Oh oh, Doktor Google findet da sicherlich schnell eine passende
tödliche Krankheit zu. Oder lesen Sie immer mehr? Na, da hat wohl
jemand zu viel Freizeit? Lesen Sie immer mal wieder mitten in der
Nacht? Senile Bettflucht wäre da noch das Harmloseste, ich (bzw.
der Algorithmus, der sich der Daten fürsorglich angenommen hat)
gehe/geht da eher von Schlaflosigkeit wegen psychischer Probleme
aus. Nicht gut für Beziehung, Job und Krankenversicherungstarif.
Nicht alles davon wird nun den Weg ins Rechenzentrum finden,
zumindest wenn Sie noch ganz traditionell das gedruckte Buch für
Ihre lasterhaften Leseorgien heranziehen. Oder haben Sie was zu
verbergen, weil für Ihre zwanghafte Anonymität Bäume sterben
müssen? Aber banal ist es nun auch nicht. Alles und jedes Datum
kann im Zusammenspiel mit den Massen anderer Daten zu fast allen
Rückschlüssen herangezogen werden. Und das wusste man schon 1983!
Das war das Jahr, als Hochleistungsrechner eine Rechenleistung
von gerade mal bis zu 800 Megaflops hatten. Schon das iPhone 6
hatte vor einigen Jahren 120 GIGA(!)Flops und die Playstation 5
bringt es auf 10280 Gigaflops.

(Gespeicherte Einträge)

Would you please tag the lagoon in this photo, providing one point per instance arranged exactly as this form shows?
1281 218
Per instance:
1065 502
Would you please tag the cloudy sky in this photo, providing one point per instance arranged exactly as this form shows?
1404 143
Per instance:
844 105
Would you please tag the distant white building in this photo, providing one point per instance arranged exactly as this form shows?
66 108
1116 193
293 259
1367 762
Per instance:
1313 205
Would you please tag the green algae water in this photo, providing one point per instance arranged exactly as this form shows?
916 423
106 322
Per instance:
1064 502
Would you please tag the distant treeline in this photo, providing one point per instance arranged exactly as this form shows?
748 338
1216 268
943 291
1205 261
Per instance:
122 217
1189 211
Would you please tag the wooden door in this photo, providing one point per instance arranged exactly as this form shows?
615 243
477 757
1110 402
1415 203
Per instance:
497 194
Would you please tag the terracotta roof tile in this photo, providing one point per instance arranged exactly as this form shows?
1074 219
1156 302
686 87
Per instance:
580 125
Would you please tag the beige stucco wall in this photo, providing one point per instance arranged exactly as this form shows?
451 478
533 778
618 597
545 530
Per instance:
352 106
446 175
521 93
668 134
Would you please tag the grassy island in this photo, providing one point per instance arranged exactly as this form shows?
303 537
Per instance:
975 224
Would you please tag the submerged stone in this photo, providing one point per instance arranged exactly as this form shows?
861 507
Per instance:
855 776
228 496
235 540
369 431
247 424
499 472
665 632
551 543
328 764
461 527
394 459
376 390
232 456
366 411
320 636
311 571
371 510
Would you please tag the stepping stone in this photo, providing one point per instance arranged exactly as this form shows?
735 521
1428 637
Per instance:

- _ARBEITSAUFTRAG A_:
Zähle alle Rechner und Geräte auf, deren Rechenleistung im Auszug über Daten und Rechenleistung genannt wird, jeweils mit der angegebenen Zahl.
- _ARBEITSAUFTRAG B_:
Setze den Auszug über Daten und Rechenleistung nach seinem letzten Satz fort.

- _ANTWORTFELD A_:
- Hochleistungsrechner im Jahr 1983: bis zu 800 Megaflops
- iPhone 6: 120 Gigaflops
- Playstation 5: 10280 Gigaflops

- _ANTWORTFELD B_:
Apropos Flop: auch wenn einige Regelungen des
Volkszählungsgesetzes durchgewunken wurden (etwa hinsichtlich der
Verwendung der Daten für die Forschung), so war es doch ein
überwiegender Sieg für die Kläger. Viele Vorschriften des
Gesetzes verstießen gegen das neue „Recht auf informationelle
Selbstbestimmung“. Und das Bundesverfassungsgericht wäre nicht
das Bundesverfassungsgericht, würde es nicht irgendwie das
Grundgesetz dabei mit heranziehen. Und wenn es wie hier Menschen
betrifft, dann passt eigentlich immer auch die Menschwürde aus
Artikel 1 des Grundgesetzes. Aber das wäre doch ein wenig
billig. Bei etwas so Wegweisendem und Neuen bekommt man gleich
zwei Grundrechte als Begründung zum Preis für ein Neues. Sicher
ist sicher. Und da nahm man dazu noch Artikel 2 Abs. 1 des
Grundgesetzes, das Recht auf freie Entfaltung der Persönlichkeit.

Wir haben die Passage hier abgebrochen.